▶ **Lesetext**:
^^^^^^^^^^^^^^^^

Start-up Yokoy: Spesen auf Autopilot
Quelle: Yokoy

Start-up Yokoy: Spesen auf Autopilot

Das Fintech Start-up Yokoy verfolgt die Vision, die Spesen- und Geschäftskreditkarten-Prozesse von Firmen komplett zu automatisieren. Dazu setzt das Jungunternehmen auf Künstliche Intelligenz.

Artikel erschienen in Swiss IT Magazine 2020/10

     

Das in Zürich ansässige Start-up Yokoy verwendet Künstliche Intelligenz, um Spesen- und Firmenkreditkartenverarbeitung zu automatisieren, vom Bild einer Quittung bis hin zu den Compliance-Prüfungen, der Finanzbuchung, der Mehrwertsteuer-Vorsteuerrückforderung, Archivierung und Rückerstattung. Dies soll es Managern und dem Finanzteam ermöglichen, sich nur auf Ausnahmen und Ausreisser zu konzentrieren. Seit September 2020 bietet Yokoy zudem eine eigene integrierte Firmenkreditkarte an, welche auf Karten- und Wechselkursgebühren verzichtet.


Die Vision von Yokoy ist es, durch die Automatisierung der Geschäftskreditkartenprozesse Zeit und Geld zu sparen, die Mitarbeiterzufriedenheit zu erhöhen, die Komplexität zu reduzieren und die Einhaltung von Vorschriften sicherzustellen. Im Gegensatz zu herkömmlichen digitalen Lösungen soll die Technologie des Unternehmens den Prozess für alle Beteiligten des Ausgabenmanagements – Mitarbeiter, Manager und das Finanzteam – vereinfachen.

Eine (Spesen)-Revolution

Die Idee stammt ursprünglich vom heutigen CTO und Mitgründer, Devis Lussi. 2018 war er weltweit für einen Grosskonzern tätig und hatte es satt, monatlich so viele Stunden zu vergeuden mit dem mühsamen Zusammentragen von Spesenberichten. «Im Gespräch mit unserem heutigen CEO Philippe Sahli war schnell klar, dass dies eine Geschäftsidee ist, die Potenzial hat», so Melanie Gabriel, ebenfalls Mitgründerin und heute CMO von Yokoy. Gleichzeitig stiessen Thomas Inhelder (CFO) und Lars Mangelsdorf (CCO) dazu, die das müssige Thema Spesen ebenfalls zur Genüge kannten. So entstand zunächst das Unternehmen Expense Robot.

^^^^^^^^^^^^^^^^

[Quelldatensätze]
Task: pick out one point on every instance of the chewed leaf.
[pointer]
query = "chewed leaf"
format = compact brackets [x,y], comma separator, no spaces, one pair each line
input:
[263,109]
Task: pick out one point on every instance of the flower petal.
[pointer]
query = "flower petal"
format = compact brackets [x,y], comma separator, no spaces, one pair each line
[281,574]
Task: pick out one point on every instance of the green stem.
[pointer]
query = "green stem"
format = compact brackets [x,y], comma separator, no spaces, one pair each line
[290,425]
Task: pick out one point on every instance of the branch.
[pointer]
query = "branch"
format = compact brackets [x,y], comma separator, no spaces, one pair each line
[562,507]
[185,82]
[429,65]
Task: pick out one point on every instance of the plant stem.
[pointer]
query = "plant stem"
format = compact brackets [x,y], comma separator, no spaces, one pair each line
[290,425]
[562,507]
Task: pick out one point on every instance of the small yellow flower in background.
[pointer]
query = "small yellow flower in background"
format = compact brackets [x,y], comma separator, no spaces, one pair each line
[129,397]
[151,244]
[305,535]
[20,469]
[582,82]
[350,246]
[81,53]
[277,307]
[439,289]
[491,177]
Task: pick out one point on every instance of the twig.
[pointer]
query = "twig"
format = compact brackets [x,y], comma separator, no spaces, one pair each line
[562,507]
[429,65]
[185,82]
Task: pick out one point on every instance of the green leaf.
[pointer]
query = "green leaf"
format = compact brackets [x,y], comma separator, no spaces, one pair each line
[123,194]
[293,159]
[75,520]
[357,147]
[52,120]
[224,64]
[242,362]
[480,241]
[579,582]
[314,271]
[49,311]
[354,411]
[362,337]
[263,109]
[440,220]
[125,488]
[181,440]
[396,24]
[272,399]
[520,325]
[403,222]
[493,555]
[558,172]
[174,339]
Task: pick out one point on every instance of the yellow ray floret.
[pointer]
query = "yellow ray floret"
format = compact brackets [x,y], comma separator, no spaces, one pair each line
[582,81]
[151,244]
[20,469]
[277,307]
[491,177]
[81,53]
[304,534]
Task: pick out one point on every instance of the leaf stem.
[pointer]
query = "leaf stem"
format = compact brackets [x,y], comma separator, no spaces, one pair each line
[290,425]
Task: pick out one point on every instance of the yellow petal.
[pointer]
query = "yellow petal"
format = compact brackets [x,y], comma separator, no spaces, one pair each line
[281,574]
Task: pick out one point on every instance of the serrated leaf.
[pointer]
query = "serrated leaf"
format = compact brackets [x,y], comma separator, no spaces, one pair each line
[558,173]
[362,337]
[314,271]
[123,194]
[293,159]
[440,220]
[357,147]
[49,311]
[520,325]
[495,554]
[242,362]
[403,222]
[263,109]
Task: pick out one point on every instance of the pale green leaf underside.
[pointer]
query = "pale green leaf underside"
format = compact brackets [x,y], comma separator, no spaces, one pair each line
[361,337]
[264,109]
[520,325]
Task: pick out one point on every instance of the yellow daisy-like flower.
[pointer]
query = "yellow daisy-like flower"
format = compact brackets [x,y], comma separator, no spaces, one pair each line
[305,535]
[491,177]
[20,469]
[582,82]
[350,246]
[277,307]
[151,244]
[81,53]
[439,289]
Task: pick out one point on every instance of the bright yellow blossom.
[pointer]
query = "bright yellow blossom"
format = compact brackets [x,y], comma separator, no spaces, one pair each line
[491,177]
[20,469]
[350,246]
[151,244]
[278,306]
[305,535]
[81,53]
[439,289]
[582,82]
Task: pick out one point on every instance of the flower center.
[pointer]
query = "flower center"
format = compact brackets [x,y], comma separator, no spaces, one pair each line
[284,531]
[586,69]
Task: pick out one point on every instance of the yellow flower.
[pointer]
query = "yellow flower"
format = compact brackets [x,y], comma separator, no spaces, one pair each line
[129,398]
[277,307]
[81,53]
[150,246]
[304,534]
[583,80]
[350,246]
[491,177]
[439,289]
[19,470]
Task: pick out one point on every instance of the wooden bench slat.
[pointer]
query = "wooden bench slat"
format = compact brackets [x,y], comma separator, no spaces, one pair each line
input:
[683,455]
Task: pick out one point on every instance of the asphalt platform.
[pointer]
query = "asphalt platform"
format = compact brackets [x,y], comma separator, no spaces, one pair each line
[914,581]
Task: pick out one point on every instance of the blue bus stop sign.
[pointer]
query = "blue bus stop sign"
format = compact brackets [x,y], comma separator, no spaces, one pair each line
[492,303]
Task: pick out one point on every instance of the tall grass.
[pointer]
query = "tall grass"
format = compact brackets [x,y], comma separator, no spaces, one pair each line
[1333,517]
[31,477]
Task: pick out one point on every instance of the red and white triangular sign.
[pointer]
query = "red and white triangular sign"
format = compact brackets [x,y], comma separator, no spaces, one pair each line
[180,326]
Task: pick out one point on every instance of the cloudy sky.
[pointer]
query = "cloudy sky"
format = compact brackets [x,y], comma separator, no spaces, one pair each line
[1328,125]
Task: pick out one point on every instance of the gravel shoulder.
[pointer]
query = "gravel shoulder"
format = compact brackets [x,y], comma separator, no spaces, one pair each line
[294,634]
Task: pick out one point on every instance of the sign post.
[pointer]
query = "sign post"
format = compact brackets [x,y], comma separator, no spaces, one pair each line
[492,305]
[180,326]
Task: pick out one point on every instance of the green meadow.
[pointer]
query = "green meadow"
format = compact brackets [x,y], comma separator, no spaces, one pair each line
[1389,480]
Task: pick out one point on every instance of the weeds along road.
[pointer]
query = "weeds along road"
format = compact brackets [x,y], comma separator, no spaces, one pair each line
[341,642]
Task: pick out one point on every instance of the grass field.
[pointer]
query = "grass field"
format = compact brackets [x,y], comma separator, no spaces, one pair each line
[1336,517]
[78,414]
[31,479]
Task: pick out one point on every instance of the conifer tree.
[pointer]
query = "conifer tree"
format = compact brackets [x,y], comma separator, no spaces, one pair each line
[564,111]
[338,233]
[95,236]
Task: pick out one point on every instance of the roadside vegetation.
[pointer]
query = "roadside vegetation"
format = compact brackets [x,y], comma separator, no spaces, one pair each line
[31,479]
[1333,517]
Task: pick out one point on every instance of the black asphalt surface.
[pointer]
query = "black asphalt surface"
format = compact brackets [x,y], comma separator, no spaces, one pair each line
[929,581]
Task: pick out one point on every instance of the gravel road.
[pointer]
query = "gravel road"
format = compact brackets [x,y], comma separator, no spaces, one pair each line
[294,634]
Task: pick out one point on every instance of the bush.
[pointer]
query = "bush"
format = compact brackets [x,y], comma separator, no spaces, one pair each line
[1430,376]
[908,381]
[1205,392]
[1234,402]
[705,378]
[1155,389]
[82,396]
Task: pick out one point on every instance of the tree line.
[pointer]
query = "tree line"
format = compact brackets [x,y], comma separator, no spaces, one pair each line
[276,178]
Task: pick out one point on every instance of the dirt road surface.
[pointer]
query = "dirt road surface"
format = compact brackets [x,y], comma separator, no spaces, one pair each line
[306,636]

^^^^^^^^^^^^^^^^

▶ **Aufgaben**:
#1 Schreiben Sie aus dem Artikel über Yokoy den Abschnitt von „Das Fintech Start-up“ bis „auf Künstliche Intelligenz.“ wortgetreu ab.
#2 Nennen Sie alle Personen, die im Artikel über Yokoy namentlich erwähnt werden.

▶ **Lösungen**:
#1
Das Fintech Start-up Yokoy verfolgt die Vision, die Spesen- und Geschäftskreditkarten-Prozesse von Firmen komplett zu automatisieren. Dazu setzt das Jungunternehmen auf Künstliche Intelligenz.

#2 Devis Lussi, Philippe Sahli, Melanie Gabriel, Thomas Inhelder, Lars Mangelsdorf